- _TASK INSTRUCTIONS_: Rewrite the data below with every "Goal" changed to "Objective" and all other text left unchanged.

- _STORED RECORDS_:
◆ ◆ ◆
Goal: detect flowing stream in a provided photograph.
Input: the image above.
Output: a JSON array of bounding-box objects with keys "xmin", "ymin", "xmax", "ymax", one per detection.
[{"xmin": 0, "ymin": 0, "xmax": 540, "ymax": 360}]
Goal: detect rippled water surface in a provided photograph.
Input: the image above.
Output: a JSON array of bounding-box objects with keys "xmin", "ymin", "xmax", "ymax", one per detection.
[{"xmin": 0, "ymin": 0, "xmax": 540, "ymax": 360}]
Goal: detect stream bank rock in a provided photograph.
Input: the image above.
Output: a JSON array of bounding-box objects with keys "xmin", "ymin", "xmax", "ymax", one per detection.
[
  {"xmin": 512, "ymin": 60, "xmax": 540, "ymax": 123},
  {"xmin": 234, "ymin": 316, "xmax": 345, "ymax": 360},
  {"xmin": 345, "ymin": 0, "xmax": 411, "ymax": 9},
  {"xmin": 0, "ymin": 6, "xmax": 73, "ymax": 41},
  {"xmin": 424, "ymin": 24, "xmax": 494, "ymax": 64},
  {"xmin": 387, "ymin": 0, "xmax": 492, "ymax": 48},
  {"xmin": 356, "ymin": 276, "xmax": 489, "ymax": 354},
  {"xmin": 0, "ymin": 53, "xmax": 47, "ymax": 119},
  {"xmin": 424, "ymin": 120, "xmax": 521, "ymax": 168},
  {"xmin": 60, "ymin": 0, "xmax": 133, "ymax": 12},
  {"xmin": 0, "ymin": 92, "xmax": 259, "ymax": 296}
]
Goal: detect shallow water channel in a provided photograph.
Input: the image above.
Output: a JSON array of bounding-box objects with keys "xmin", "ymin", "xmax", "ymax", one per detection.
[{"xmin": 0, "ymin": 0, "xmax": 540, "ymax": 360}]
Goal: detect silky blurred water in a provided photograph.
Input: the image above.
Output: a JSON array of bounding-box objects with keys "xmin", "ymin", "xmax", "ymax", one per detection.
◆ ◆ ◆
- _TASK RESULT_:
Objective: detect flowing stream in a provided photograph.
Input: the image above.
Output: a JSON array of bounding-box objects with keys "xmin", "ymin", "xmax", "ymax", one per detection.
[{"xmin": 0, "ymin": 0, "xmax": 540, "ymax": 360}]
Objective: detect rippled water surface in a provided photograph.
Input: the image above.
Output: a JSON array of bounding-box objects with keys "xmin", "ymin", "xmax", "ymax", one per detection.
[{"xmin": 0, "ymin": 0, "xmax": 540, "ymax": 360}]
Objective: detect stream bank rock in a provided photograph.
Input: the image above.
Output: a JSON array of bounding-box objects with keys "xmin", "ymin", "xmax", "ymax", one per detection.
[
  {"xmin": 512, "ymin": 60, "xmax": 540, "ymax": 123},
  {"xmin": 234, "ymin": 316, "xmax": 345, "ymax": 360},
  {"xmin": 345, "ymin": 0, "xmax": 411, "ymax": 9},
  {"xmin": 0, "ymin": 6, "xmax": 73, "ymax": 41},
  {"xmin": 424, "ymin": 24, "xmax": 494, "ymax": 64},
  {"xmin": 387, "ymin": 0, "xmax": 492, "ymax": 48},
  {"xmin": 356, "ymin": 276, "xmax": 489, "ymax": 354},
  {"xmin": 0, "ymin": 53, "xmax": 47, "ymax": 119},
  {"xmin": 424, "ymin": 120, "xmax": 521, "ymax": 168},
  {"xmin": 60, "ymin": 0, "xmax": 133, "ymax": 12},
  {"xmin": 0, "ymin": 92, "xmax": 259, "ymax": 296}
]
Objective: detect shallow water channel in a provided photograph.
Input: the image above.
Output: a JSON array of bounding-box objects with keys "xmin", "ymin", "xmax", "ymax", one per detection.
[{"xmin": 0, "ymin": 0, "xmax": 540, "ymax": 360}]
Objective: detect silky blurred water in a provided photograph.
Input: the image above.
Output: a JSON array of bounding-box objects with keys "xmin", "ymin", "xmax", "ymax", one per detection.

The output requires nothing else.